Across southern Lebanon, families scrambled together belongings and headed north in cars and trucks and on motorcycles as the Israeli military struck targets it said were linked to the Lebanese Shia armed group Hezbollah.
Some residents reported receiving warnings in the form of text messages and voice recordings from the Israeli military to leave areas near the Iran-backed group’s positions.
Zahra Sawli, a student in the southern town of Nabatieh told the BBC’s Newshour programme the bombardment was intense.
“I woke up at 6am to the sound of bombing. By noon it started to get really intense and I saw a lot of strikes in my area.”
“I heard a lot of glass shattering.”
Unlike many, she and those she was with did not leave the house – they didn’t dare, she said.
“Where are we supposed to go? A lot of people are still stuck on the streets. A lot of my friends are still stuck in traffic because a lot of people are trying to flee,” she said.
By the middle of the day roads north towards Beirut were clogged with traffic, with vehicles heading towards the capital on both sides of a six-lane coastal highway.
Other images showed people walking along the beach in the southern city of Tyre as smoke rose from air strikes in the countryside inland.
The BBC spoke to one family of five who had arrived in Beirut on a single motorbike.
From a village in the south, they were heading to Tripoli in the north. They were exhausted.
“What do you want us to say? We just had to flee,” the father said.

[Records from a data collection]

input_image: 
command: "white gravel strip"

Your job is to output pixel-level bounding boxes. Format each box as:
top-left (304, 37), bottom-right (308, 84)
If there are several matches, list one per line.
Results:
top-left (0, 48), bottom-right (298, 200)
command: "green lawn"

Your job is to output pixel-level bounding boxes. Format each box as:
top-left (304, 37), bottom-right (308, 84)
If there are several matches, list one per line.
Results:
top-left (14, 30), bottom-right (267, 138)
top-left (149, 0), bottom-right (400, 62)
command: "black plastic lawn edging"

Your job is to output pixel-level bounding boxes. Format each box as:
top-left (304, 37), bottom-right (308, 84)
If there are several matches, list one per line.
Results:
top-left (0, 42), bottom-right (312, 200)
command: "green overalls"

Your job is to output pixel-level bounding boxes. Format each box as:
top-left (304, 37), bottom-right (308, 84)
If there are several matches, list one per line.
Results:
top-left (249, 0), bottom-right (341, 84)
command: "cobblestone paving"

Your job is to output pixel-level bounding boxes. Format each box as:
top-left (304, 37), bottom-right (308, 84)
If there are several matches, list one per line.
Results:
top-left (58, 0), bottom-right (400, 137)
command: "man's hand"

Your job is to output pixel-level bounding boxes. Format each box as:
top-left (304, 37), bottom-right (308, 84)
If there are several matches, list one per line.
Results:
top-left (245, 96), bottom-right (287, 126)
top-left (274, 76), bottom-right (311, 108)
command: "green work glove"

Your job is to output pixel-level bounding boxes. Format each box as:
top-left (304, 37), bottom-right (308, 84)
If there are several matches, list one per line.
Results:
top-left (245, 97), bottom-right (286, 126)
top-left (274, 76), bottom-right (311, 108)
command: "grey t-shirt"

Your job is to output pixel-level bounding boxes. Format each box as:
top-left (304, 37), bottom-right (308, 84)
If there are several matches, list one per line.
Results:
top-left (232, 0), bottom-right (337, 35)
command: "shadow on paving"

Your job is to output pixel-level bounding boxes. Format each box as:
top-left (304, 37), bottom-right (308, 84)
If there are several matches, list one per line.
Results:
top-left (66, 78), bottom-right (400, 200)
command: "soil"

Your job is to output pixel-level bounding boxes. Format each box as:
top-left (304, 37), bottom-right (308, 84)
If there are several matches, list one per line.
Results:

# PROBLEMS TO SOLVE
1 – In the report on families fleeing southern Lebanon, how did the family of five travel to Beirut?
2 – Please resume the report on families fleeing southern Lebanon, picking up after its final line.

# ANSWERS FOR THIS EXERCISE
1 – On a single motorbike.

2 –
By Monday evening the Lebanese health ministry reported that 492 people had been killed and more than 1,600 injured in the bombardment. It said at least 35 children were among those killed. The Israel Defense Forces (IDF) said it had carried out 1,100 strikes over the previous 24 hours.
That included an air strike in southern Beirut that the IDF said had targeted a senior Hezbollah commander.
In Beirut too there was widespread anxiety. As people from the south arrived in the capital in cars with suitcases strapped to the top, some of the city’s residents were themselves leaving.
Israel has warned people to evacuate areas where it says Hezbollah is storing weapons – but it also sent recorded warnings to people in Beirut districts not considered Hezbollah strongholds including Hamra, an area home to government ministries, banks and universities.
Parents rushed to pick up their children from school after receiving more warnings to leave the area.
One father, Issa, took his son out of school, telling Reuters news agency: “[We’re here] because of the phone calls.
“They’re calling everyone and threatening people by phone. So we’re here to take my boy from school. The situation is not reassuring,” he said.
Mohammed, a Palestinian man on the road with his wife, spoke to the BBC on the way out of Beirut.
When asked if he would stay in the capital he said: “In Lebanon nowhere is safe, Israel is saying they are going to bombard everywhere. Now they threatened this neighbourhood, so where should we go?”
“It’s scary, I don’t know what to do – work, go home, no idea what to do.”
Meanwhile as a BBC crew set up on one side of the road, a taxi driver called out asking if they knew of a fuel crisis unfolding. “Too many people are coming to Beirut,” he said.
Schools have been hastily converted into shelters for the streams of evacuees coming from the south. On a government order, schools in Beirut and Tripoli as well as eastern Lebanon were established as shelters.
The BBC was at a classroom at a public school in Bir Hasan, west Beirut on Monday which was being prepared for people coming from the Bekaa Valley – a Hezbollah stronghold in north-eastern Lebanon which Israel said it was targeting too.
The classrooms were stacked with mattresses but would be fully occupied by the end of the day, workers said.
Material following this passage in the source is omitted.